**Excerpted text**
○ ○ ○ ○ ○ ○ ○

Idempotent Kubernetes Operators with Finalizers for Stateful Apps

September 28, 2025

17 min read

Goh Ling Yong

Technology enthusiast and software architect specializing in AI-driven development tools and modern software engineering practices. Passionate about the intersection of artificial intelligence and human creativity in building tomorrow's digital solutions.

The Idempotency Imperative in Operator Design

For senior engineers working with Kubernetes, the concept of a reconciliation loop is fundamental. An operator continuously compares the desired state (defined in a Custom Resource, or CR) with the actual state of the cluster and takes action to converge the two. However, the true complexity lies not in the if desired != actual check, but in ensuring the convergence logic is idempotent. An idempotent operation, when applied multiple times, yields the same result as applying it once. In the chaotic, asynchronous world of a distributed system like Kubernetes, this is not a 'nice-to-have'; it is a non-negotiable requirement for stability.

Reconciliation loops can be triggered at any time: a change to the CR, a change to a managed resource (like a Pod crashing), or a periodic resync. If your operator's logic for creating a ConfigMap simply calls clientset.CoreV1().ConfigMaps(ns).Create(...) without checking for its existence, a resync could cause the operator to panic and crashloop when the Create call fails with an AlreadyExists error.

A naive, non-idempotent reconciliation might look like this:

// WARNING: NON-IDEMPOTENT AND FLAWED LOGIC
func (r *MyResourceReconciler) Reconcile(ctx context.Context, req ctrl.Request) (ctrl.Result, error) {
    // ... fetch MyResource CR ...

    // Flaw 1: Blindly creates a StatefulSet
    // This will fail on every subsequent reconciliation if the StatefulSet already exists.
    err := r.Client.Create(ctx, desiredStatefulSet)
    if err != nil {
        // This will create a hot loop of errors if the resource exists.
        return ctrl.Result{}, err
    }

    // Flaw 2: Blindly creates a Service
    // Same issue as above.
    err = r.Client.Create(ctx, desiredService)
    if err != nil {
        return ctrl.Result{}, err
    }

    return ctrl.Result{}, nil
}

The correct approach involves a CreateOrUpdate pattern, often implemented by first attempting to Get the resource. If it's not found (errors.IsNotFound(err)), you Create it. If it is found, you compare its spec with the desired spec and Update if necessary. This ensures that repeated reconciliations don't cause errors or unintended side effects.

○ ○ ○ ○ ○ ○ ○

**Provided material**
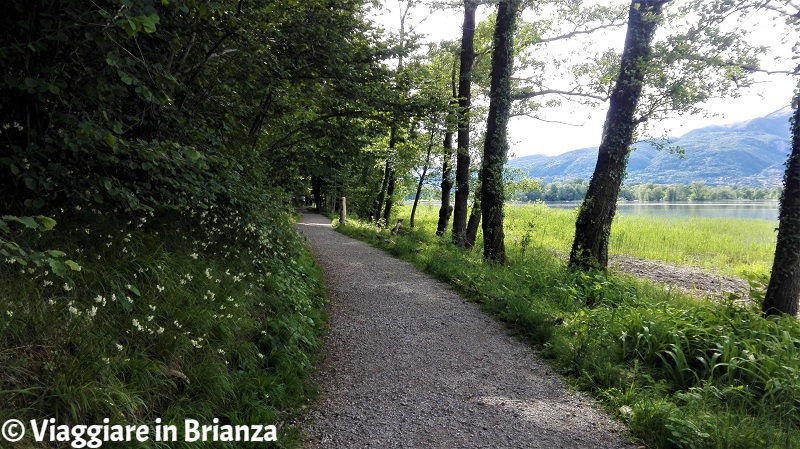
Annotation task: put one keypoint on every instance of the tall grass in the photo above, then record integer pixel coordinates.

○ ○ ○ ○ ○ ○ ○

**Description of the task**
In the article on Kubernetes operators, what happens when an idempotent operation is applied multiple times?

**Solution for this task**
It yields the same result as applying it once.